--- BEGIN Page excerpt ---
The memory system controller 115 may include hardware such as one or more integrated circuits or discrete components, a buffer memory, or a combination thereof. The hardware may include circuitry with dedicated (e.g., hard-coded) logic to perform the operations ascribed herein to the memory system controller 115. The memory system controller 115 may be or include a microcontroller, special purpose logic circuitry (e.g., a field programmable gate array (FPGA), an application specific integrated circuit (ASIC), a digital signal processor (DSP)), or any other suitable processor or processing circuitry.

The memory system controller 115 may also include a local memory 120. In some cases, the local memory 120 may include read-only memory (ROM) or other memory that may store operating code (e.g., executable instructions) executable by the memory system controller 115 to perform functions ascribed herein to the memory system controller 115. In some cases, the local memory 120 may additionally, or alternatively, include static random access memory (SRAM) or other memory that may be used by the memory system controller 115 for internal storage or calculations, for example, related to the functions ascribed herein to the memory system controller 115. Additionally, or alternatively, the local memory 120 may serve as a cache for the memory system controller 115. For example, data may be stored in the local memory 120 if read from or written to a memory device 130, and the data may be available within the local memory 120 for subsequent retrieval for or manipulation (e.g., updating) by the host system 105 (e.g., with reduced latency relative to a memory device 130) in accordance with a cache policy.
--- END Page excerpt ---
### The task
In the memory controller excerpt, what type of memory in the local memory 120 may store operating code that the memory system controller 115 executes?
--- BEGIN Data records ---
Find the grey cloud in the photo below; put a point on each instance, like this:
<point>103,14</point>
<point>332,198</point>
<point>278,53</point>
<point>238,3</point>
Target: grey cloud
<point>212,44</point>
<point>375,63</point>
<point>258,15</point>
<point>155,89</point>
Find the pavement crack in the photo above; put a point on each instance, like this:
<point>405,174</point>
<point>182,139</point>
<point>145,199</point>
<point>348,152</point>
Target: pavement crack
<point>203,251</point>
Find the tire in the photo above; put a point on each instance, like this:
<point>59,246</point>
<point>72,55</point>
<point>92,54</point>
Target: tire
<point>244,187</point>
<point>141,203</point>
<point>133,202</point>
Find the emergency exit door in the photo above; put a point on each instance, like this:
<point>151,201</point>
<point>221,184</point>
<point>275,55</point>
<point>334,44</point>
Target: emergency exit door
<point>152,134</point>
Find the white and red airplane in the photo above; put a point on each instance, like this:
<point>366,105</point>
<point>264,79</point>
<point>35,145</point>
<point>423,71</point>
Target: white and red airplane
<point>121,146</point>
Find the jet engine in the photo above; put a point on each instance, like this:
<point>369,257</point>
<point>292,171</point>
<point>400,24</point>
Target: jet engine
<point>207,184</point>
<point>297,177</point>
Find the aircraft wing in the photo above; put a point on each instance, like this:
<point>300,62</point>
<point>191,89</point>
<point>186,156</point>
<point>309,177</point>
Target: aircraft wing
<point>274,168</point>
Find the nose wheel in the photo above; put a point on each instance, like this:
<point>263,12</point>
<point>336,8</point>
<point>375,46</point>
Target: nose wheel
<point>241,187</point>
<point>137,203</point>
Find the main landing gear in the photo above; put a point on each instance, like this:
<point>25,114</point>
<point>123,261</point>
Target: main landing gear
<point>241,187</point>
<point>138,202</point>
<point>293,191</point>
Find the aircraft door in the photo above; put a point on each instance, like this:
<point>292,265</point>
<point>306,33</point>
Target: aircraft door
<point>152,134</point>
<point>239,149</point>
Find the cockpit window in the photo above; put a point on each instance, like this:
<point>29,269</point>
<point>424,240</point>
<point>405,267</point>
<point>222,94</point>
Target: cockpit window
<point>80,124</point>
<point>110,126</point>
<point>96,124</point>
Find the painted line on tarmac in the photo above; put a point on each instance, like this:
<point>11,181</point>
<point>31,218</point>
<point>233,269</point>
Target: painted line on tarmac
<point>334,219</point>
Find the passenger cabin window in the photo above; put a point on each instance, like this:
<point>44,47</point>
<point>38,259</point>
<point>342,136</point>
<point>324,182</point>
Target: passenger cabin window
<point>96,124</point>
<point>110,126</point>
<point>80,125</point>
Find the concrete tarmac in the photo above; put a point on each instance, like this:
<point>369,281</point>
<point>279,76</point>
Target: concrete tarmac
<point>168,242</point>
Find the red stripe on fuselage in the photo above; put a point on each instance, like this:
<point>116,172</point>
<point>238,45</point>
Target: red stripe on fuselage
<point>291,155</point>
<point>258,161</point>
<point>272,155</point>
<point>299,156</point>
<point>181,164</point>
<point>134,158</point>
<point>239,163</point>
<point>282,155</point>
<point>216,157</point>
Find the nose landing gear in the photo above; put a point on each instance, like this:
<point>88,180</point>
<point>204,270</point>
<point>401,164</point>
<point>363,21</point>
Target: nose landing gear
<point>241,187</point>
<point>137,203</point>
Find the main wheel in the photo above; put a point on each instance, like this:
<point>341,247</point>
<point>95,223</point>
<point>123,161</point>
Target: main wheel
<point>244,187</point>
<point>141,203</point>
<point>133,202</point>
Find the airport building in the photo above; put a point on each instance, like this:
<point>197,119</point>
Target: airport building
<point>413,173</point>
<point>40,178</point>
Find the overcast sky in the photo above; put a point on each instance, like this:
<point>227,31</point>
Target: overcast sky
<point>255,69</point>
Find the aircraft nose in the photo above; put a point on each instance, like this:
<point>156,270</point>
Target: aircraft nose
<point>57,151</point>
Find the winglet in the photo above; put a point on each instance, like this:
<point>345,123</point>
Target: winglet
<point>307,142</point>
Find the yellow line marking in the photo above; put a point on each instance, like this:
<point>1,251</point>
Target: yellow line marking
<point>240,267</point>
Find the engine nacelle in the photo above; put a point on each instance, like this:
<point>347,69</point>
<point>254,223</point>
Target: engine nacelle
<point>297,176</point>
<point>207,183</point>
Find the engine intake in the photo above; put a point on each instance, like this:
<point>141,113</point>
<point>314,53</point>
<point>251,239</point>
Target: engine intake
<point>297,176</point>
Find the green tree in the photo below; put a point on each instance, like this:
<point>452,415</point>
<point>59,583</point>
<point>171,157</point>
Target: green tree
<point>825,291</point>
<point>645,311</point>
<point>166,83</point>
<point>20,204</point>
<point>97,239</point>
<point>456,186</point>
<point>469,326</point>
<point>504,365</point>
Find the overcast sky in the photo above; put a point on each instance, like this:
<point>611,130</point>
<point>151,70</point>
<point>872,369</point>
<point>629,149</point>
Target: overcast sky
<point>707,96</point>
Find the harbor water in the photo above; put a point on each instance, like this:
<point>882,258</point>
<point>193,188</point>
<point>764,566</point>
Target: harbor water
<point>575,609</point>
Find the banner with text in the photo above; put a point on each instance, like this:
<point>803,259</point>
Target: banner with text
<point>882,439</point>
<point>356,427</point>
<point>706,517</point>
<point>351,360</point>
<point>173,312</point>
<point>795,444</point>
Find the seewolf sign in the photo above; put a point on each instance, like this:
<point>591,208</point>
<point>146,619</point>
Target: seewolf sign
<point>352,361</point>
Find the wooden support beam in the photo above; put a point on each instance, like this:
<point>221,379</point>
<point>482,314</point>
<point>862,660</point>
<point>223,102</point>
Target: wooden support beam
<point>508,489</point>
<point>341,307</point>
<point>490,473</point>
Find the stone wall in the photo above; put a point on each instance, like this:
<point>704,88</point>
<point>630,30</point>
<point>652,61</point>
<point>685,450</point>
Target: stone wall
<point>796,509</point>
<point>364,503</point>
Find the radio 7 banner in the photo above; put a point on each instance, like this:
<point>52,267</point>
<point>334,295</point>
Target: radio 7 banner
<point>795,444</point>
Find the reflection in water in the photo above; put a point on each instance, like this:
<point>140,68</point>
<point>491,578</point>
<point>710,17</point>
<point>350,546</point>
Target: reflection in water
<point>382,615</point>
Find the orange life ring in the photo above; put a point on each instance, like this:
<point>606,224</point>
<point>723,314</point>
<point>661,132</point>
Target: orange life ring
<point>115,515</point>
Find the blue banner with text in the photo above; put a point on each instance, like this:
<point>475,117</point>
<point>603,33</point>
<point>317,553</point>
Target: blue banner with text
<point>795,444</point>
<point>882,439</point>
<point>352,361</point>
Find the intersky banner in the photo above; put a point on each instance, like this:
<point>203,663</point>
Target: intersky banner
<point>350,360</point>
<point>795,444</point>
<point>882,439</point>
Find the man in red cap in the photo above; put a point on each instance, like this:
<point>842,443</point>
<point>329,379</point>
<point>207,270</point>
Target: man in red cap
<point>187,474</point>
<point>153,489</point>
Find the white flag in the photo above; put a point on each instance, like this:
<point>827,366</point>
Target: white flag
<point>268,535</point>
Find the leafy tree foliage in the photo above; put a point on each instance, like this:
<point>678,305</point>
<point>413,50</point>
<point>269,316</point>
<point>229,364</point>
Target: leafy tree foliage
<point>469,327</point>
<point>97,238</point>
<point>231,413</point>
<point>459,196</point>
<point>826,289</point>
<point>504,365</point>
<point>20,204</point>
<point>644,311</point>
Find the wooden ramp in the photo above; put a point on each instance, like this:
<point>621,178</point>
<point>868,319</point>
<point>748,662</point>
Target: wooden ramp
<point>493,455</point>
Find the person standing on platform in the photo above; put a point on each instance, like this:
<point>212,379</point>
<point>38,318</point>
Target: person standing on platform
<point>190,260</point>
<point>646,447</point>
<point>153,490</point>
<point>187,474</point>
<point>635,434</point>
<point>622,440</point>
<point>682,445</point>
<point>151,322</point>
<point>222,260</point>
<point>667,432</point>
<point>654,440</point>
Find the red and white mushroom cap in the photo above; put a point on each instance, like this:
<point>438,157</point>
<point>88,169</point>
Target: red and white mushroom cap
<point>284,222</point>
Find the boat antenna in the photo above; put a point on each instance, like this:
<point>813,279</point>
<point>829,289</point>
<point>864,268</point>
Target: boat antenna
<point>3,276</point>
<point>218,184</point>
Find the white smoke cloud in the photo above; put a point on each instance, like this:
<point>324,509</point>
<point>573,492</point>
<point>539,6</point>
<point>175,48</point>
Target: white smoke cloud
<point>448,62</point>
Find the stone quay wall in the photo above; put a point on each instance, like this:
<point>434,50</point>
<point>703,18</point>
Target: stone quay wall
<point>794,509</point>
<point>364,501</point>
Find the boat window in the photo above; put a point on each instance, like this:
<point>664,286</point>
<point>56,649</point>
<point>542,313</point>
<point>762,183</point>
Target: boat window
--- END Data records ---
### In response
Read-only memory (ROM) or other memory.